* **WORK REQUIRED**
Rewrite the part of the records below that opens with the line containing "point: green grass" and closes at the end of the records, and nothing else. Keep every request line unchanged, and multiply each x and y coordinate in the answers by 1.15, rounding to whole numbers with halves rounded up.

........

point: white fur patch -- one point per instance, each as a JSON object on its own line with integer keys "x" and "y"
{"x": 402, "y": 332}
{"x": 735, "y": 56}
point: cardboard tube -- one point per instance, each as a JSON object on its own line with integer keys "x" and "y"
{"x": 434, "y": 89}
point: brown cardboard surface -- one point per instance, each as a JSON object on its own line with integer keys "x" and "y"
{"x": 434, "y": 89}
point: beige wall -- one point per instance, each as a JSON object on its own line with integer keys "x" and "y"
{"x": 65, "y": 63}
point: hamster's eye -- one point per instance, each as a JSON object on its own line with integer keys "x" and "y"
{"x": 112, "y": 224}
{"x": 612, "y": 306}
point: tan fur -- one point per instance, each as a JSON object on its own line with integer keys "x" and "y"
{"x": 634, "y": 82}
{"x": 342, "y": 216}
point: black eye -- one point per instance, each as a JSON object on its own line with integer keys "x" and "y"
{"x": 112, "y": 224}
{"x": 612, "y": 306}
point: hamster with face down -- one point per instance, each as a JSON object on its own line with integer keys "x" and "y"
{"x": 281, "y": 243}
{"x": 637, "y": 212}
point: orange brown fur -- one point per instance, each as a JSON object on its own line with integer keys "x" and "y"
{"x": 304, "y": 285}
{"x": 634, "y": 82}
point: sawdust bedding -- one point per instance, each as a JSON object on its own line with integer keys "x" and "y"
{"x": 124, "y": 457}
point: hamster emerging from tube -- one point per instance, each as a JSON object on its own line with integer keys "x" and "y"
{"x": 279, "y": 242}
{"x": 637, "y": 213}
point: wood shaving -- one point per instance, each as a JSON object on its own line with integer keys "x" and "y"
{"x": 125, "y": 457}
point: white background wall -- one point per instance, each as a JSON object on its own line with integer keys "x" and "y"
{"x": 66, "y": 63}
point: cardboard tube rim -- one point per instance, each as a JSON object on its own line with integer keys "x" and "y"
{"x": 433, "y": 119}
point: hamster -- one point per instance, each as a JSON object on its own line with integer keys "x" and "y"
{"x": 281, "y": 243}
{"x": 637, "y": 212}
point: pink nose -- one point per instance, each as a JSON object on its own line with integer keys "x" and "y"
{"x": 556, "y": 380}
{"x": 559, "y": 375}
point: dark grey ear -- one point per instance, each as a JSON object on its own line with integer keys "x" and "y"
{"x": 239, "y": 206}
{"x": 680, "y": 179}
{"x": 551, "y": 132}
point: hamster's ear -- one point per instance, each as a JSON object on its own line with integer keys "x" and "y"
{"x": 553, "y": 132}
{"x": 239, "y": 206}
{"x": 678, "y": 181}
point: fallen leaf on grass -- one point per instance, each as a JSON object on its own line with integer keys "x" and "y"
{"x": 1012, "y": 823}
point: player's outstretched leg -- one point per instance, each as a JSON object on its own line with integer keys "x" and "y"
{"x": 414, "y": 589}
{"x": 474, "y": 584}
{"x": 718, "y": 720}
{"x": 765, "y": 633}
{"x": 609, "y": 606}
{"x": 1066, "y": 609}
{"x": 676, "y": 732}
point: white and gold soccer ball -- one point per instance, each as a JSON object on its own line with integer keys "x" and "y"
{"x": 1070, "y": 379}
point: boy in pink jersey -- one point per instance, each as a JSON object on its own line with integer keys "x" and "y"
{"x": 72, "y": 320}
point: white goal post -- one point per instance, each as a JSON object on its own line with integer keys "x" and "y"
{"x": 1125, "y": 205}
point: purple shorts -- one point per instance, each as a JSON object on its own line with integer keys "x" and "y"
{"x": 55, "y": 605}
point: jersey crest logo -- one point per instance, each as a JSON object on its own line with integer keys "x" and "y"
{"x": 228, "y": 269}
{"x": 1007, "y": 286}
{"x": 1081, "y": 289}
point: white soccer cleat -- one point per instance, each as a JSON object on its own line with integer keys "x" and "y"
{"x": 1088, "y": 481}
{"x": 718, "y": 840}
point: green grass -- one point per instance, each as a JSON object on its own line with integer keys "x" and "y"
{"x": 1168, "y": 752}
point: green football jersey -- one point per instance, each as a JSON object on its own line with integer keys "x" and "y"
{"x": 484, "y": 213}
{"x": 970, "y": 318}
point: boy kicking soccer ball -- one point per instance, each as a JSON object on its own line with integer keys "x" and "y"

........

* **CORRECT RESULT**
point: green grass -- one point per instance, each as a JSON object on its own line with integer keys "x" and "y"
{"x": 1343, "y": 865}
point: green football jersey -- one point per instance, each as a JSON object on its own line with integer keys "x" and "y"
{"x": 557, "y": 245}
{"x": 1116, "y": 366}
point: boy kicking soccer ball -- one point per instance, each as a JSON object on its own line with integer keys "x" and "y"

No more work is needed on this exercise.